I stand guilty of all this and more. We repent as a body because we all are afflicted with the same unfaithfulness. Is this why It is called Yom HaKippurim? I don’t know. I was really smart 20 years ago! But these days the more I learn the more I realize I I know nothing. Somewhere in between 20 yrs. ago and today deep in my spirit I embraced Ps.131 It’s my sukkah on Yom Kippur.
1 ¶ «A song of degrees of David.» LORD, my heart is not haughty, nor mine eyes lofty; neither do I exercise myself with great matters, or in things too high for me.
2 Surely I have behaved and quieted myself as a child that is weaned from his mother; my soul is even as a weaned child.
3 Let Israel hope in the LORD from henceforth and for ever.

I’ll miss the daily encouragement sorely even though I just began. I too will be off the grid for a while in Oct. Have a blessed sabbatical and come back to us refreshed. Shabbat Shalom

Patrick (Skip's Tech Geek)

Ironic that you say that, and it doesn’t go out this morning. Mailchimp had a major upgrade and it might have “hiccuped”…resending Saturday’s TW now…

dotco

Worth noting (as Pam pointed out) is the the term Yom Kippur (singular) NEVER appears in the Bible. It is ALWAYS Yom Kippurim or Yom Ha Kippurim (both plural). This puts an entirely fresh slant on our understanding that Y’shua is not our atonement, he is ALL of our atonemments. Thus, he becomes so much bigger in our eyes and in our hearts. Let us always strive to conform our vocabulary to that of the Bible and so allow our hearts to become enlightened more and more each day.
All blessings ~ dotco

Michael Judah Farr

Thank you Dr. Moen for your kindness in sending me the teaching with out donation at this time YOU have my trust, as does our LORD of HOST. . .I will support this ministry with a glad heart. . .MJ ; )

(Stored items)
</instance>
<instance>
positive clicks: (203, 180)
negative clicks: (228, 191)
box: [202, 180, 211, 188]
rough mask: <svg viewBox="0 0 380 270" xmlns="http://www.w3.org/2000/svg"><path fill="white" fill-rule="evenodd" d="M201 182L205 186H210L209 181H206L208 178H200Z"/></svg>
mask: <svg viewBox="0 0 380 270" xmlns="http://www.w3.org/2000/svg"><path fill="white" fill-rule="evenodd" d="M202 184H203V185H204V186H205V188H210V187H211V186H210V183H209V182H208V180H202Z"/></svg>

### Problems to solve
a: Collect every line of the entries that contains the string "fill". Case counts.
b: Carry on the Yom Kippur comment thread from the point where it stops.

### Activity answers
a:
rough mask: <svg viewBox="0 0 380 270" xmlns="http://www.w3.org/2000/svg"><path fill="white" fill-rule="evenodd" d="M201 182L205 186H210L209 181H206L208 178H200Z"/></svg>
mask: <svg viewBox="0 0 380 270" xmlns="http://www.w3.org/2000/svg"><path fill="white" fill-rule="evenodd" d="M202 184H203V185H204V186H205V188H210V187H211V186H210V183H209V182H208V180H202Z"/></svg>

b:
Amanda Youngblood

“It might be as “harmless” as substituting study of the Word for conversation in prayer. It might be as benign as worrying about anticipated problems. This is the sin of substitution. It is idolatry. ”

Wow. How often do I fall into this trap?! Almost constantly! It wasn’t until today that I actually spent time looking into Yom Kippur(im). What an amazing day! How tragic that we (as a nation, and “Christianity” in general) have failed to recognize it. As sad as it is that I am just now learning these things, I rejoice because I have the opportunity to teach my children. I’m not particularly sure how to go about doing that (especially since my oldest has autism, albeit high-functioning), but I will certainly make every effort. Right now we read to them from Skip’s books (and Today’s Word) before bedtime. I’m sure these are the strangest bedtime stories any parent tells their kids. 🙂

Anyway, that was a little off-topic. Thank you for posting this, Skip! It’s a wonderful (and needed) reminder to examine myself and to remember His atonement for me.

Drew

Shalom,

I am quite thrilled to see a message so ripe for “The Day”!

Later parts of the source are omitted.